• [EXERCISE REQUIREMENTS]
Copy the passage of the post about the father's watch from "Wednesday, February 22, 2017" to "that same profile." word for word.

• [TEXT SECTION]
************

Wednesday, February 22, 2017

What time is it?

For as long as I can remember my dad has worn a watch - Timex, analog, with date and an expansion band.  Over the years they have looked different but always had that same profile.

As long as he was allowed his watch, he wore it on his left arm.  He has always been time conscious - almost obsessively.  If someone said they would be there at 11:00, he would check his watch or whatever clock he could see and monitor the time at least 15 minutes ahead of time.  This became more pronounced when he was in the hospital.  "They said lunch is at 12:15.  Lunch isn't here.  Call the nurse."

Even after his stroke, when the neurologist asked him what time it was, he answered it old-school.  Looked at his watch and said "23 minutes before 11."  The neurologist and her two students had to look at their watches and confirm that he was indeed correct.  I laughed at them.   Out loud.  The looks on their faces was THAT funny.

He always wore his watch - until today.

As I sat next to him this afternoon, he had gotten fidgety and keep fooling with his bedspread, his shirt buttons, and his watch.  He was trying to get the watch off and pinched his skin. "Ouch."  He rubbed the pinched skin and I asked if he wanted me to hold his watch.  He nodded and kept rubbing the skin.  When I asked if he wanted me to help put it back on, he said, "No.  Keep it."

He had been compulsively looking at his watch the last several week.  I would ask him what time it was and he would drop his arm and not answer.  I knew he had lost the ability to tell time.

He has been singing and talking and talking to people I can't see.  I heard him say tonight, "But I don't want to wait."  A few minutes later I had his watch on my arm.  I talked with him about singing and being in choir and asked if he wanted to go to choir.  He brightened up. "I like to sing."  He joined my mother's choir many years ago to get her to agree to date him.  I suggested to him that maybe Mama has a choir in Heaven he could join.  "I like to sing," he said again.

************

• [STORED DATA]
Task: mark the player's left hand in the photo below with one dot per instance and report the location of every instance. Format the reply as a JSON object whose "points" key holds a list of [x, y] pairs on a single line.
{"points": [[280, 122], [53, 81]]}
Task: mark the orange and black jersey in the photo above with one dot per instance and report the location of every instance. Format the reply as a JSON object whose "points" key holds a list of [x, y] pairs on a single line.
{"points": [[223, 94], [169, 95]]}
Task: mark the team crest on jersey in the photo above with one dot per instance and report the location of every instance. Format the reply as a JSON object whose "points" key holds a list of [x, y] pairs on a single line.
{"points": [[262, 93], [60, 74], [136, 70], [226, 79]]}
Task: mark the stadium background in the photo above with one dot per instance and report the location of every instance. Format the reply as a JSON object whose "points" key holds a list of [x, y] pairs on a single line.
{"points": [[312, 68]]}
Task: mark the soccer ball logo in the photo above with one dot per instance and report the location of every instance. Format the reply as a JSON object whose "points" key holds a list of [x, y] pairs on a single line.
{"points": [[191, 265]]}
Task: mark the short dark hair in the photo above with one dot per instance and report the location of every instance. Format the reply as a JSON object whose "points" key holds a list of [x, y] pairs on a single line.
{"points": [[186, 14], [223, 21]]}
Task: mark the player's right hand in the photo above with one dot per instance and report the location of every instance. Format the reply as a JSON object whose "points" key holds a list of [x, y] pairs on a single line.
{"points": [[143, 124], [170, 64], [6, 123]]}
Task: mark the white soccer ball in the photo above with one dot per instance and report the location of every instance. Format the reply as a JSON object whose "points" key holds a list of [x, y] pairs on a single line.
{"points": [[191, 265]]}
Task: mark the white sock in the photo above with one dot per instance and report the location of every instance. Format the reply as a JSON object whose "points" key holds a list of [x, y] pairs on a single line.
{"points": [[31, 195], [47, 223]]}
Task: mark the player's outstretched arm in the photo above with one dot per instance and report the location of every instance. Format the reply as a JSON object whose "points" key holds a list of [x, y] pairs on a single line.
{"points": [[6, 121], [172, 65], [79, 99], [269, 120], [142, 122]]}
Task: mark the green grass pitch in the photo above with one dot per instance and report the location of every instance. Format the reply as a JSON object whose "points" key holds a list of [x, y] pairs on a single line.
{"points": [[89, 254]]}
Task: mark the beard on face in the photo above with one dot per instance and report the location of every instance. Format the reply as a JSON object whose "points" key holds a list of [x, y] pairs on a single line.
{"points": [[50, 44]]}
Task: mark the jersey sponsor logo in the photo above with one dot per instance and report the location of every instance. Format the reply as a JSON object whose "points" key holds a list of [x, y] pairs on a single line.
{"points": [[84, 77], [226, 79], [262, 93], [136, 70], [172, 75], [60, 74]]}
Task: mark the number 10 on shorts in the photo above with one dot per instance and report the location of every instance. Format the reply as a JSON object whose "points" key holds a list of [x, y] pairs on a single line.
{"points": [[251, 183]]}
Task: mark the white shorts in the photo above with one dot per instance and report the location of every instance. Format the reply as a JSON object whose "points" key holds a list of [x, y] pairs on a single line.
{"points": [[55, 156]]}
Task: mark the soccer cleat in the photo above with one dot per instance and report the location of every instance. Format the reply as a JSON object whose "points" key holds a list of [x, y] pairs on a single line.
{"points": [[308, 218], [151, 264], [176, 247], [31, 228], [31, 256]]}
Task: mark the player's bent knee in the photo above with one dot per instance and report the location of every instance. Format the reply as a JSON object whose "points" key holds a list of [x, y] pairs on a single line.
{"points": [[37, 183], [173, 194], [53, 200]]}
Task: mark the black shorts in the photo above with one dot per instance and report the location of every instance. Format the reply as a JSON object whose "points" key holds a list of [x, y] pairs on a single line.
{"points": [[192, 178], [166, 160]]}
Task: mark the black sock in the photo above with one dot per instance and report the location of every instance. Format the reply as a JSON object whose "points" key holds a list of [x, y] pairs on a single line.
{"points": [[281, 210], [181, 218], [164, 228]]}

************

• [RESPONSE TO THE TASK]
Wednesday, February 22, 2017

What time is it?

For as long as I can remember my dad has worn a watch - Timex, analog, with date and an expansion band.  Over the years they have looked different but always had that same profile.